提示文章:
----------
お願いですから、こんなデンジャラスで無茶なことをやらないでください。
本当に危険なことを指導しています。

これは何をしているかと言うと、マインドフルネス瞑想の手法を使って、今の自分のありのままを観察するみたいのことをやります。
マインドフルネス瞑想を至高の瞑想であるかのように吹聴している人は理解していないと思うのだけど、瞑想という行為は、表面意識を消して、深層意識、潜在意識にアクセスしようとする行為です。
表面意識を消すというのは、大脳新皮質による思考を止めるよう頑張ることで、例えば、さっき見たテレビ番組が面白かったなぁとか明日のお昼は何を食べようかなぁとか、そういう取りとめない考え、特に言語で浮かんでくる考えを止めようとします。
そうして大脳新皮質による思考を止めることに成功すると、大脳新皮質による思考によって今まで押さえつけられていた潜在意識や深層意識にある言語化される前の思念やその他諸々が表面に出てきます。
この潜在意識や深層意識にある言語化される前の心の動きを観察し、コントロールしようというのがマインドフルネス瞑想を含む、多くの瞑想で成し遂げたい事柄のひとつです。

問題は、瞑想の才能の高い人が、強い「霊障」「トラウマの世代間連鎖」を持っていると、瞑想が上手なので表面意識を止めることに成功したとたんに、「霊障」「トラウマの世代間連鎖」が持つ強い怨念が心の奥底から噴出してしまうということなのです。

色々な怨念が心の奥底から噴出するのですから、心は千地に乱れて制御はできず、そのストレスで肉体が勝手に動くなどの影響がでる。阿含宗会員信徒視点では、霊障を顕現させるなどという行為は危険極まりなく絶対に避けるべき行為なのだが、マーク・ウォリンさんは、逆にそれをやれと説明しています。
----------
提示データ:
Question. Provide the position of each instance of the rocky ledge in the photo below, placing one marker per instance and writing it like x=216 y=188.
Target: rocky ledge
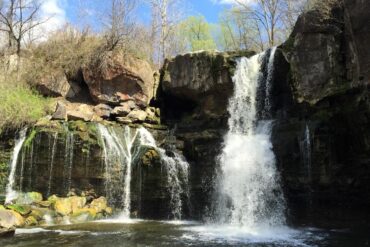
x=30 y=209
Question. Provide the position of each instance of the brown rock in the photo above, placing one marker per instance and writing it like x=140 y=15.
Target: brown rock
x=121 y=78
x=121 y=110
x=82 y=112
x=60 y=111
x=103 y=110
x=56 y=84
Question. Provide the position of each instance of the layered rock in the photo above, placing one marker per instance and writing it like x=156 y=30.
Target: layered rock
x=194 y=93
x=322 y=89
x=117 y=78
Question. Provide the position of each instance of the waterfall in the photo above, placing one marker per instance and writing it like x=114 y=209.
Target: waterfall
x=11 y=194
x=306 y=153
x=68 y=161
x=121 y=151
x=249 y=193
x=53 y=149
x=117 y=158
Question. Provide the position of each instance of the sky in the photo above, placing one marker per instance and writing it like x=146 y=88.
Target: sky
x=64 y=11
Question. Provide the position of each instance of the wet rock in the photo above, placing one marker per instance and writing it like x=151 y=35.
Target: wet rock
x=137 y=115
x=21 y=209
x=99 y=204
x=122 y=110
x=121 y=76
x=31 y=221
x=82 y=112
x=9 y=219
x=7 y=232
x=63 y=206
x=60 y=112
x=124 y=120
x=103 y=110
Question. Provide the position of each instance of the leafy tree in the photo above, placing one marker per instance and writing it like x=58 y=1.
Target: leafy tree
x=198 y=34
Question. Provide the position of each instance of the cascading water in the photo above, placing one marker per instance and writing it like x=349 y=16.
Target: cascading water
x=121 y=150
x=11 y=194
x=249 y=193
x=53 y=149
x=177 y=172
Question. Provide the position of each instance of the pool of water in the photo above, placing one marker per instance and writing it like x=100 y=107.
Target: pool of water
x=182 y=233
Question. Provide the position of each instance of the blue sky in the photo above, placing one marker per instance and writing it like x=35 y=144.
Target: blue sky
x=66 y=10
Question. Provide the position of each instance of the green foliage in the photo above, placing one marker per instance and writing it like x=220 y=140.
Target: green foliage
x=20 y=105
x=197 y=32
x=3 y=175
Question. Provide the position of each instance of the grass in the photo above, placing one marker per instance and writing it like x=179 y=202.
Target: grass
x=20 y=105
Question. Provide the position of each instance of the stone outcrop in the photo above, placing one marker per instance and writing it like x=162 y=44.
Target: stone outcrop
x=322 y=87
x=116 y=77
x=328 y=52
x=57 y=84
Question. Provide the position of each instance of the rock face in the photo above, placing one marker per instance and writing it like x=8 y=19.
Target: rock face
x=198 y=80
x=57 y=84
x=328 y=52
x=321 y=136
x=119 y=75
x=194 y=93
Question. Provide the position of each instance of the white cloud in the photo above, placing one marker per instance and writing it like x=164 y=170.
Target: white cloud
x=234 y=2
x=53 y=11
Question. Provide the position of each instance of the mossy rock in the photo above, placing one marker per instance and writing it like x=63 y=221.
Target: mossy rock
x=21 y=209
x=31 y=221
x=100 y=204
x=150 y=156
x=52 y=199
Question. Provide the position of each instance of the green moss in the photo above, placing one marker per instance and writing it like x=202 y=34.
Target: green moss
x=31 y=136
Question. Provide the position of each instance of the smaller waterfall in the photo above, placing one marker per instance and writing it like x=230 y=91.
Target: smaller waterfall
x=11 y=194
x=177 y=172
x=307 y=153
x=250 y=195
x=52 y=156
x=68 y=165
x=121 y=152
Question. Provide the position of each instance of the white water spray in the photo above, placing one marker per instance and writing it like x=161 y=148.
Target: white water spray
x=249 y=192
x=11 y=194
x=121 y=150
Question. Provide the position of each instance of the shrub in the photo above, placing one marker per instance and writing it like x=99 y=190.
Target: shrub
x=20 y=105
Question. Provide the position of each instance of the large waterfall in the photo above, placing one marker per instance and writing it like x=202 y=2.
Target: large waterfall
x=249 y=193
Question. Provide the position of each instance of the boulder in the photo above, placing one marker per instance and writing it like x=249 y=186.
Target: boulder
x=7 y=232
x=81 y=112
x=60 y=111
x=121 y=78
x=21 y=209
x=77 y=202
x=100 y=204
x=124 y=120
x=103 y=110
x=29 y=198
x=31 y=221
x=123 y=110
x=9 y=219
x=137 y=115
x=63 y=206
x=56 y=84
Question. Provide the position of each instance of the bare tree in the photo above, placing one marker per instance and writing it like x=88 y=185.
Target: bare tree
x=165 y=16
x=17 y=18
x=267 y=16
x=120 y=23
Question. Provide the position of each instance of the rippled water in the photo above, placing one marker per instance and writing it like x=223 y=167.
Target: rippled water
x=181 y=233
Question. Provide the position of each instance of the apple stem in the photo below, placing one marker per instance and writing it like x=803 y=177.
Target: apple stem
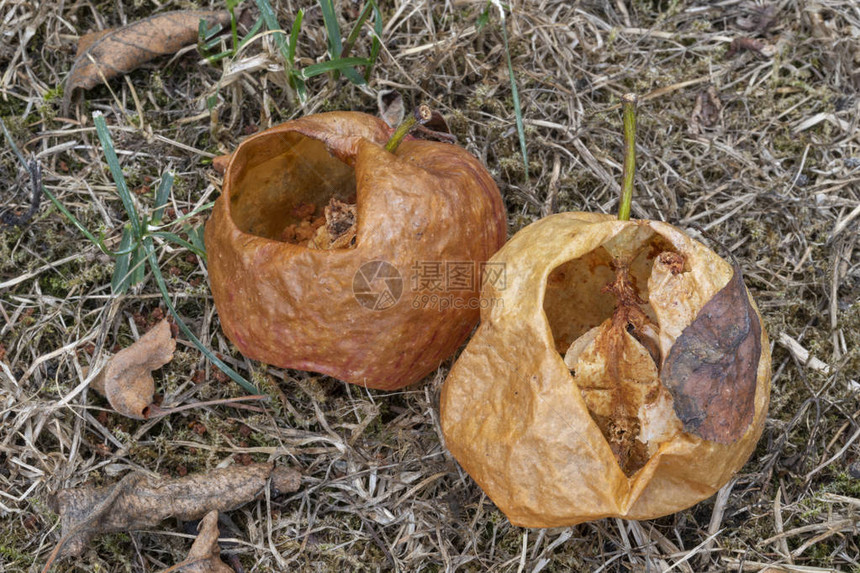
x=628 y=106
x=420 y=116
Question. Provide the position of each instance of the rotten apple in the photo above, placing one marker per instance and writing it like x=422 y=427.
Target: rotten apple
x=623 y=371
x=314 y=242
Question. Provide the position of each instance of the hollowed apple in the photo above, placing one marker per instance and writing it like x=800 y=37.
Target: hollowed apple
x=346 y=309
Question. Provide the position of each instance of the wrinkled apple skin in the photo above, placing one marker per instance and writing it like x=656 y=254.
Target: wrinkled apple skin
x=513 y=417
x=293 y=307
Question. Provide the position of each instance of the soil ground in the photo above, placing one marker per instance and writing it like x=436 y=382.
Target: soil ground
x=748 y=134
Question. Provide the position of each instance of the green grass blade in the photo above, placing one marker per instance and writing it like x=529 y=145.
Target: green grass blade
x=251 y=33
x=176 y=239
x=335 y=47
x=518 y=112
x=356 y=29
x=324 y=67
x=376 y=44
x=294 y=37
x=138 y=266
x=116 y=172
x=119 y=282
x=161 y=196
x=162 y=287
x=271 y=20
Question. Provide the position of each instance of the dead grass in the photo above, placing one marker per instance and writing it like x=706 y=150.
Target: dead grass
x=774 y=181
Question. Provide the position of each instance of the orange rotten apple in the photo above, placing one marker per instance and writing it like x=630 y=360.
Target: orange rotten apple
x=313 y=244
x=622 y=371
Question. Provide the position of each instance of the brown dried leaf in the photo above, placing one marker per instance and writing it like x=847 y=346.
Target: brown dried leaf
x=139 y=501
x=707 y=111
x=127 y=381
x=205 y=555
x=109 y=53
x=711 y=369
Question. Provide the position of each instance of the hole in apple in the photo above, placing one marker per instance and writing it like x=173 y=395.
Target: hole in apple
x=610 y=337
x=287 y=187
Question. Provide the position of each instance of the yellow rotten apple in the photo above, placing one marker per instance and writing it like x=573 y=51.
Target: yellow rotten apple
x=621 y=370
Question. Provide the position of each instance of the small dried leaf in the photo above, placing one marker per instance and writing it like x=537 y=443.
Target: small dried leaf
x=711 y=369
x=219 y=164
x=109 y=53
x=127 y=381
x=707 y=111
x=139 y=501
x=205 y=555
x=391 y=108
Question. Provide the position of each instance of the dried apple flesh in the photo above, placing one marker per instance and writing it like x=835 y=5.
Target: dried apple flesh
x=273 y=191
x=621 y=371
x=306 y=301
x=598 y=309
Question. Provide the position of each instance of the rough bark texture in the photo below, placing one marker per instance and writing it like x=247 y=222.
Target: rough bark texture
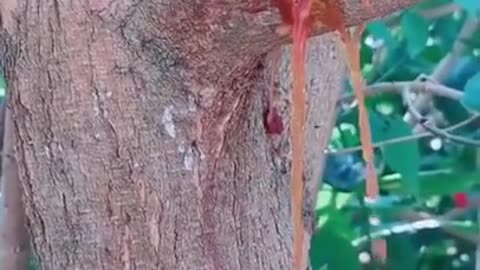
x=140 y=137
x=14 y=240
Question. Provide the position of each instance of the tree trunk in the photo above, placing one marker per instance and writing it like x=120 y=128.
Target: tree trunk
x=140 y=137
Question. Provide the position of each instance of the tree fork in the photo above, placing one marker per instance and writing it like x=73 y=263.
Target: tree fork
x=105 y=94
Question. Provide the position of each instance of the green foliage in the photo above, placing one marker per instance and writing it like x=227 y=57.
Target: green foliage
x=471 y=99
x=415 y=30
x=418 y=173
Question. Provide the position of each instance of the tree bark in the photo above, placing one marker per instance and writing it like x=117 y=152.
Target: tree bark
x=139 y=131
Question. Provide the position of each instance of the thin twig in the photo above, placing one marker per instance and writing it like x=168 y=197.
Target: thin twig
x=431 y=128
x=404 y=138
x=419 y=86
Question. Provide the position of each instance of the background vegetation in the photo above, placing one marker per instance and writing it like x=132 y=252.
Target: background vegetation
x=422 y=69
x=430 y=170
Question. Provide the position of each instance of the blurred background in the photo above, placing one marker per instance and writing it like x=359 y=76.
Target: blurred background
x=422 y=68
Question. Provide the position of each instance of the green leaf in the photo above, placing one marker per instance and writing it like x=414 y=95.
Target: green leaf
x=471 y=98
x=380 y=30
x=471 y=6
x=403 y=157
x=440 y=183
x=415 y=29
x=331 y=246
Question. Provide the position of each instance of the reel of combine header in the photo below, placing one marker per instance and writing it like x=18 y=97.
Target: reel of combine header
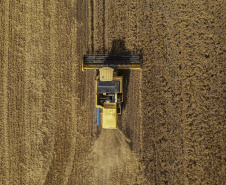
x=115 y=62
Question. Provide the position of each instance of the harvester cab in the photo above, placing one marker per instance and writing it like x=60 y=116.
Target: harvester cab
x=109 y=85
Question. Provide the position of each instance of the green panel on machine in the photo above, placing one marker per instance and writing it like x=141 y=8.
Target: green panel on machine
x=108 y=86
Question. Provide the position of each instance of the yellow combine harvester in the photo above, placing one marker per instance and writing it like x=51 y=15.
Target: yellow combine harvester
x=109 y=85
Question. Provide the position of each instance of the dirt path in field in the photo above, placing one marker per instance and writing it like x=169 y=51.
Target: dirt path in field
x=114 y=162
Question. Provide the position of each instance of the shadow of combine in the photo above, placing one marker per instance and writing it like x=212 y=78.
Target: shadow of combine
x=117 y=51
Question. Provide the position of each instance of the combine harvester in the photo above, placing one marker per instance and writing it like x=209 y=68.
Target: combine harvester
x=109 y=85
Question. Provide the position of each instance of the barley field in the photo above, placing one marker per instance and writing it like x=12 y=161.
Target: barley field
x=172 y=130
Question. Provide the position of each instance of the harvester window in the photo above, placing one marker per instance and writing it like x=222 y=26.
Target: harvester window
x=108 y=87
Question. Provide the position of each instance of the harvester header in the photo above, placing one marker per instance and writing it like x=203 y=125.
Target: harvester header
x=115 y=62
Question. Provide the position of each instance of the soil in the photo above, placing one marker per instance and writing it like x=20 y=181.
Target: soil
x=172 y=130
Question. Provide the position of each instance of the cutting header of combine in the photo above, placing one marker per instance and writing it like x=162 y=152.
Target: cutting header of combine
x=109 y=85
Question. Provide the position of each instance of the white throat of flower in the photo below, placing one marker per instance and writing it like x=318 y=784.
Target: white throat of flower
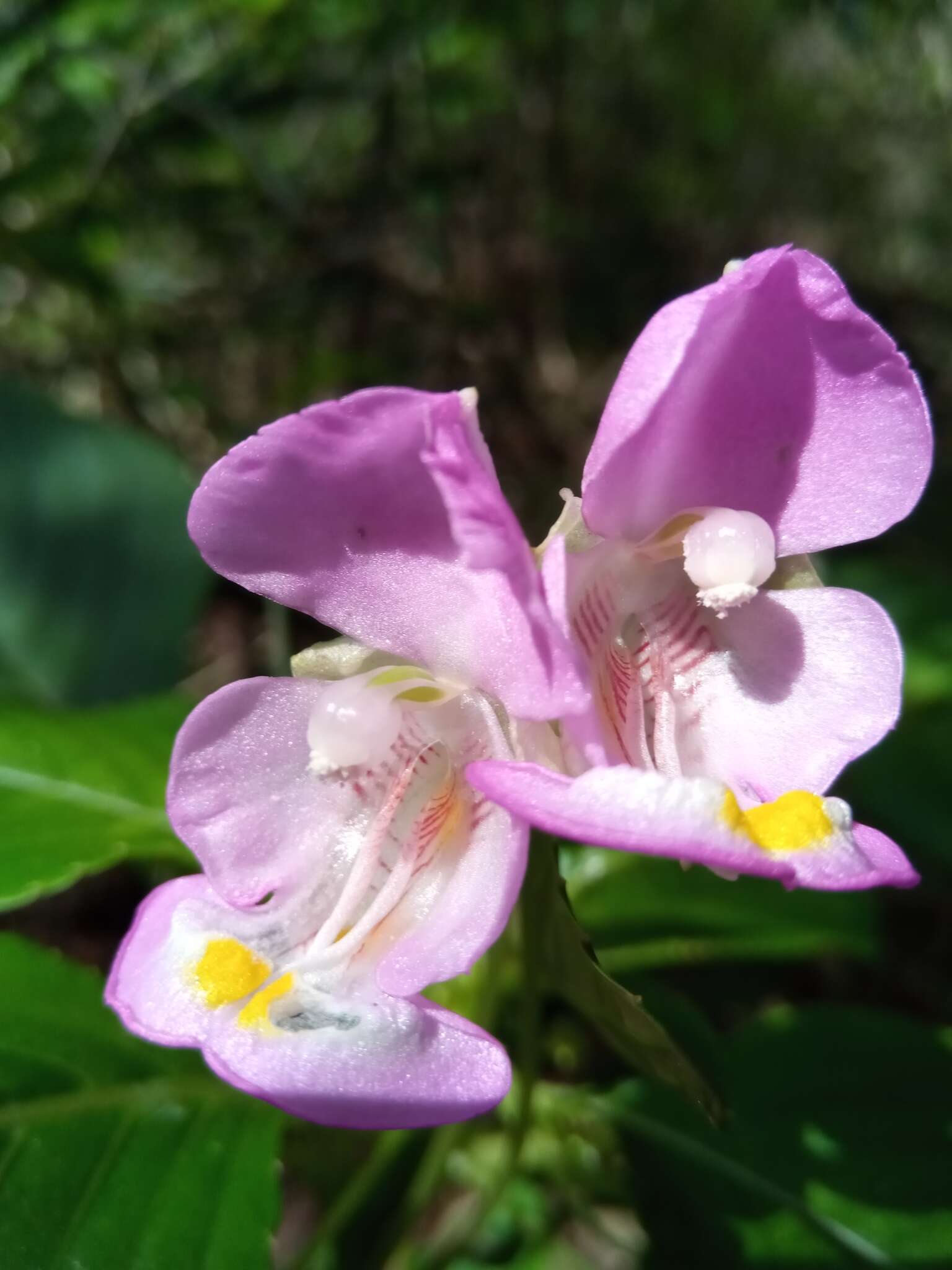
x=359 y=718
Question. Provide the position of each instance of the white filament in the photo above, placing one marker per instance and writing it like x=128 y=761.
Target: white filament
x=728 y=556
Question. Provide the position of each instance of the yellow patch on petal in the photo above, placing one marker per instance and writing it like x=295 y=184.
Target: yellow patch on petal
x=255 y=1013
x=229 y=970
x=792 y=822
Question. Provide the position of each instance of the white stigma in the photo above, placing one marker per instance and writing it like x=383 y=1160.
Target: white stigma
x=728 y=556
x=352 y=726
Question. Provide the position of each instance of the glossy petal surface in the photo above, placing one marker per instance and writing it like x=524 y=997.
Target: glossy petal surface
x=767 y=391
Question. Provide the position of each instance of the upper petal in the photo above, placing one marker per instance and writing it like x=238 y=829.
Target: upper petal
x=347 y=1055
x=767 y=391
x=694 y=819
x=381 y=516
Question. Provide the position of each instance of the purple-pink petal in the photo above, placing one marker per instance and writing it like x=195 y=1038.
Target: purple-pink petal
x=380 y=516
x=679 y=818
x=801 y=683
x=240 y=793
x=767 y=391
x=416 y=1066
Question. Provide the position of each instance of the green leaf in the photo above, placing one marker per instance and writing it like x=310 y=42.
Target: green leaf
x=116 y=1155
x=569 y=968
x=83 y=790
x=100 y=584
x=641 y=913
x=837 y=1151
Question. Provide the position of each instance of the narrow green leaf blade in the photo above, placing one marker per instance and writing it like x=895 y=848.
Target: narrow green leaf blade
x=83 y=790
x=116 y=1155
x=645 y=913
x=570 y=969
x=100 y=584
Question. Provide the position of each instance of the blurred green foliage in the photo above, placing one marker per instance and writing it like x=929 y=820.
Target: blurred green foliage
x=214 y=211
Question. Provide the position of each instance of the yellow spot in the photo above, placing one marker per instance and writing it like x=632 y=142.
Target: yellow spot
x=674 y=528
x=229 y=970
x=420 y=695
x=255 y=1013
x=397 y=675
x=790 y=824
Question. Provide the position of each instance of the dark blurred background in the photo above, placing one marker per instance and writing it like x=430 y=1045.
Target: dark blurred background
x=214 y=213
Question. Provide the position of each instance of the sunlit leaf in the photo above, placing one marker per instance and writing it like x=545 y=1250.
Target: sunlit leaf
x=99 y=582
x=116 y=1155
x=568 y=967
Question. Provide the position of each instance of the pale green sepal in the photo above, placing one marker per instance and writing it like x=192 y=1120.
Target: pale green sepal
x=792 y=573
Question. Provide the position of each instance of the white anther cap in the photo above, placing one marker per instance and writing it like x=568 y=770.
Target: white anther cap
x=352 y=726
x=728 y=556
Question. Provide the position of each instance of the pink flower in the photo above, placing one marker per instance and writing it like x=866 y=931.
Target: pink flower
x=754 y=420
x=347 y=861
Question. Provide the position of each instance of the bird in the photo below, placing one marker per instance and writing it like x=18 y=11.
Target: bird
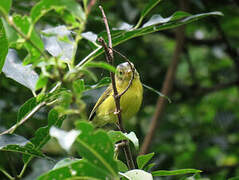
x=104 y=111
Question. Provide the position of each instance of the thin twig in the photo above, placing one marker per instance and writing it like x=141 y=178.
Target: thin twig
x=132 y=69
x=109 y=58
x=108 y=31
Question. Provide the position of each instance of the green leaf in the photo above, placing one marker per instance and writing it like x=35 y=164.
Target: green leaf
x=117 y=136
x=5 y=6
x=78 y=169
x=97 y=148
x=11 y=34
x=79 y=86
x=44 y=6
x=103 y=65
x=14 y=69
x=25 y=25
x=121 y=166
x=42 y=135
x=64 y=162
x=26 y=108
x=4 y=45
x=175 y=172
x=41 y=82
x=59 y=42
x=142 y=160
x=16 y=143
x=157 y=26
x=138 y=174
x=146 y=10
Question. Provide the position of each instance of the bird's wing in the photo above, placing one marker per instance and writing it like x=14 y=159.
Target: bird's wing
x=103 y=97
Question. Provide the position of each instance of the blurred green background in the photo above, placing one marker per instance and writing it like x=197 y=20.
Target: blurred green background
x=199 y=129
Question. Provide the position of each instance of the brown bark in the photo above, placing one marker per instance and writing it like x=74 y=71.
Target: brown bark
x=167 y=85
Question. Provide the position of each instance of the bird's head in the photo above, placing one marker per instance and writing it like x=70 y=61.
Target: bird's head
x=124 y=71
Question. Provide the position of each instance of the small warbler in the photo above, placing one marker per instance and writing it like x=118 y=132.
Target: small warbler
x=104 y=111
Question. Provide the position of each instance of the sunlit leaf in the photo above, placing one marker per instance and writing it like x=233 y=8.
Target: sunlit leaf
x=97 y=148
x=44 y=6
x=16 y=143
x=122 y=166
x=4 y=45
x=5 y=6
x=137 y=174
x=65 y=139
x=42 y=135
x=23 y=23
x=175 y=172
x=14 y=69
x=54 y=44
x=26 y=108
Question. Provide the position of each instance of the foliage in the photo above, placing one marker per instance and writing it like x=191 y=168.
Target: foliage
x=48 y=47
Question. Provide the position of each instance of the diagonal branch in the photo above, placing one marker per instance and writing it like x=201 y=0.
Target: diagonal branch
x=167 y=85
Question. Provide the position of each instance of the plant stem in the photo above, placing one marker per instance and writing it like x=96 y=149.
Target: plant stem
x=110 y=58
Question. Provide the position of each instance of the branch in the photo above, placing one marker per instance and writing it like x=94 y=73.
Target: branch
x=167 y=86
x=109 y=58
x=198 y=42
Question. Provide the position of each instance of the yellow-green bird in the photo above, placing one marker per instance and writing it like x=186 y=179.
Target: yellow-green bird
x=130 y=102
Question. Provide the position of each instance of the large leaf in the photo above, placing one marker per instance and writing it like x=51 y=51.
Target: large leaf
x=45 y=6
x=59 y=42
x=16 y=143
x=177 y=19
x=5 y=6
x=14 y=69
x=142 y=160
x=175 y=172
x=76 y=169
x=26 y=108
x=42 y=135
x=137 y=174
x=117 y=136
x=4 y=45
x=97 y=148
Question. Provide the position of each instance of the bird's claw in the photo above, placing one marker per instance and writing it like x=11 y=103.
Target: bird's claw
x=117 y=112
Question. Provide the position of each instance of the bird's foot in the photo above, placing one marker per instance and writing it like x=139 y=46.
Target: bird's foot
x=117 y=112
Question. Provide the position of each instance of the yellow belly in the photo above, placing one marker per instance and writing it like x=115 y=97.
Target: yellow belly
x=130 y=103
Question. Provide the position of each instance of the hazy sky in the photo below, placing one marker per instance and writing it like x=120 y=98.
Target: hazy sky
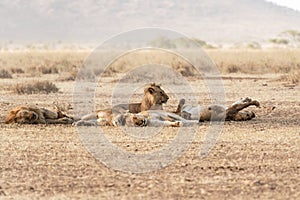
x=295 y=4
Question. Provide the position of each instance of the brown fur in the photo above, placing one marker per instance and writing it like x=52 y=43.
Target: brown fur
x=35 y=115
x=219 y=112
x=153 y=99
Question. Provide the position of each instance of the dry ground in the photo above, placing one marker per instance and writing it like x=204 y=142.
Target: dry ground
x=257 y=159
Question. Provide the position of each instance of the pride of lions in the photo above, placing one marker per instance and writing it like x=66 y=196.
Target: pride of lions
x=147 y=113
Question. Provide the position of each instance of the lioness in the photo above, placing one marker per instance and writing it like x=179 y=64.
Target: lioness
x=35 y=115
x=219 y=112
x=153 y=99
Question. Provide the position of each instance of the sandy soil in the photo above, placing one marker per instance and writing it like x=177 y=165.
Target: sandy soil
x=257 y=159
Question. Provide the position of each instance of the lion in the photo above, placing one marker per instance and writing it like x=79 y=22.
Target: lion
x=189 y=115
x=153 y=99
x=35 y=115
x=219 y=112
x=154 y=118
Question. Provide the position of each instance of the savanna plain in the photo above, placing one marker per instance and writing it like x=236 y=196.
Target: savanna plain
x=256 y=159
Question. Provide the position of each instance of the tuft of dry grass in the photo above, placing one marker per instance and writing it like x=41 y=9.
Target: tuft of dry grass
x=256 y=61
x=17 y=70
x=48 y=69
x=249 y=61
x=38 y=87
x=293 y=77
x=5 y=74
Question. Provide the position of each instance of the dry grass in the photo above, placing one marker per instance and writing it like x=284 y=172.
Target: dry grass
x=42 y=62
x=38 y=87
x=293 y=77
x=17 y=70
x=281 y=61
x=256 y=61
x=5 y=74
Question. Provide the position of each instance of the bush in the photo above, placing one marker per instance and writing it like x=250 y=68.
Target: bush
x=48 y=70
x=42 y=87
x=17 y=71
x=293 y=78
x=5 y=74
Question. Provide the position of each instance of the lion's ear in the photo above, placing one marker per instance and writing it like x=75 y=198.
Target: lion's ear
x=150 y=90
x=10 y=117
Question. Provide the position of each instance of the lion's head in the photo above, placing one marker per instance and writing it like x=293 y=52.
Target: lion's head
x=154 y=97
x=22 y=115
x=244 y=115
x=130 y=119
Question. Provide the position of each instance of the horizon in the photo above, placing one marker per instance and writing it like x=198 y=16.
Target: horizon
x=292 y=4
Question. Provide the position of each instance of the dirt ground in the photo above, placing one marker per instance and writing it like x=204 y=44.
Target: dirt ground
x=257 y=159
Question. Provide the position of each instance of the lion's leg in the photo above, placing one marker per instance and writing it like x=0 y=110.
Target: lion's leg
x=160 y=123
x=234 y=109
x=48 y=114
x=179 y=107
x=64 y=120
x=86 y=123
x=243 y=116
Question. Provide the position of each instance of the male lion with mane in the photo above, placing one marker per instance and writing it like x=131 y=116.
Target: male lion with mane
x=189 y=115
x=35 y=115
x=153 y=99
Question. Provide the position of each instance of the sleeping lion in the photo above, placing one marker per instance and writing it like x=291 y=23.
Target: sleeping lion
x=35 y=115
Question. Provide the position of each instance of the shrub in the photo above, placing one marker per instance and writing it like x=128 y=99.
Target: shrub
x=48 y=70
x=17 y=71
x=43 y=87
x=293 y=78
x=5 y=74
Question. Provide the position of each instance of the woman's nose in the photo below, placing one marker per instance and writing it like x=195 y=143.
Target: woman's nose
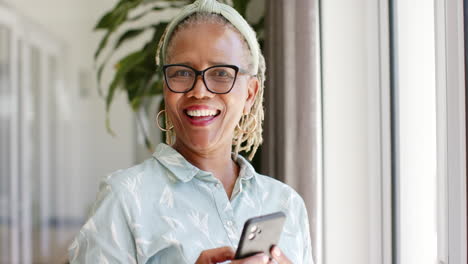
x=200 y=90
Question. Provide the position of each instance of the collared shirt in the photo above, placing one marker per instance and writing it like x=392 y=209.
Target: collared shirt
x=165 y=210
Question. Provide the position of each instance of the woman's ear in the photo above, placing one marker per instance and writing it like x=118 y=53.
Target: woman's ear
x=252 y=90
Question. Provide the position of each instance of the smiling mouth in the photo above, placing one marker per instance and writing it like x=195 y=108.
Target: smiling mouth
x=202 y=115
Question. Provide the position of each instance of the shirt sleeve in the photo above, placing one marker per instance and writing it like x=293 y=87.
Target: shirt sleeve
x=304 y=222
x=106 y=236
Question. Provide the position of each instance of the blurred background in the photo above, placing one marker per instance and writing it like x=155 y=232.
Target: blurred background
x=365 y=118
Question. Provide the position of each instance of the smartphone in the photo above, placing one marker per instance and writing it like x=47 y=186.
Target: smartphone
x=260 y=234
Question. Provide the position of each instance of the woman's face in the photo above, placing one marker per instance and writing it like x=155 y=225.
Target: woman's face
x=204 y=121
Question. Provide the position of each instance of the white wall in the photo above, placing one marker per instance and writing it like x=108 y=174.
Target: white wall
x=416 y=129
x=346 y=176
x=92 y=151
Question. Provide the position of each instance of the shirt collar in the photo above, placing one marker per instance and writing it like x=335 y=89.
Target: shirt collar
x=184 y=171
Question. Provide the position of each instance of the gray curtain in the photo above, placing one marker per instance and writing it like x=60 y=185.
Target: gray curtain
x=292 y=151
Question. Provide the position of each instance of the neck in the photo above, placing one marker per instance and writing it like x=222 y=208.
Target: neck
x=217 y=161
----------
課題の概要: 上に示した瞑想と霊障に関する文章を、最後の文の後から書き継いでください。

出力結果:
こういうことを知らずに瞑想教室を開催している方は、事故を起こさぬよう気をつけてくださいとしか言いようがないです。

トラウマを引き起こす言葉を使ってほじくり返せ!

さらに恐ろしいのは、自力の瞑想でトラウマを引き出せない場合、自分のトラウマをほじくり返す恐ろしい言葉、マーク・ウォリンさんは「コア・センテンス」という単語を使用していますが、これを「声に出して言ってみよう」と説明しています。勘弁してほしい。

体の感覚がどういうものかわからなければ、自分のコア・センテンスを声に出して言ってみよう。コア・センテンスを声に出すと、体の感覚が呼び覚まされることがある。コア・センテンスを声に出し、体を観察しよう。震えているだろうか。それとも、沈み込んでいくような感じか。あるいは、痺れか。

心の傷は遺伝する P.181
ヒーリング・センテンスと体

自分の、あるいは先祖のトラウマをほじくり返す、恐ろしい言葉「コア・センテンス」を声に出して言うことで、体が反応するから、その様子を観察しましょう。PTSDのフラッシュバック現象を自力で発生させて、自分自身でその反応を観察しましょうと言い換えることもできますでしょうか。

これは、心理療法の世界では、持続暴露療法あるいはエクスポージャー療法と呼ばれるものに該当すると思われます。この手法は厚生労働省のホームページにも「治療者が同伴して、安全、安心を保証しながら、段階的に現実の事物や過去の記憶といった刺激に触れます」とある方法なので、個人が瞑想状態に入って実行するようなものではない。
本当に危険です。

癒やしの実践はトラウマ顕現の最中に行う?本当に?

マーク・ウォリンさんの解説は続きます。
トラウマをほじくり出すことによって、肉体に何らかの反応が発生した状態からです。

その感覚を感じる場所に手を当てよう。次に、その場所に息を送り込む。その場所が周囲に支えられていると感じながら、息を送り込もう。呼気が一筋の光となってその部分を照らしているように思えるかもしれない。次に、自分自身に言おう。「大丈夫だよ」と。

心の傷は遺伝する P.181
ヒーリング・センテンスと体

本当にこんなことが可能であるか?。今まさに、PTSD症状を発症し苦しんでいる方に、これをする余裕があるかどうか、直接質問してみれば良いのではないでしょうか?

いくらなんでも、無茶振りが過ぎる、とボクは思います。
これを実践して自分の問題を解決したいと望む方がいるのであれば、必ず理解ある心理療法士や精神医療の先生と相談して実施してください。
自力でやろうとか、瞑想教室でやろうなどとは、絶対に考えてはいけない。

ただ、このマーク・ウォリンさんの引用文の瞑想方法、イメージ方法は、「霊障」「トラウマの世代間連鎖」が顕現していない正常な精神状態の時に行うならば、有効な方法です。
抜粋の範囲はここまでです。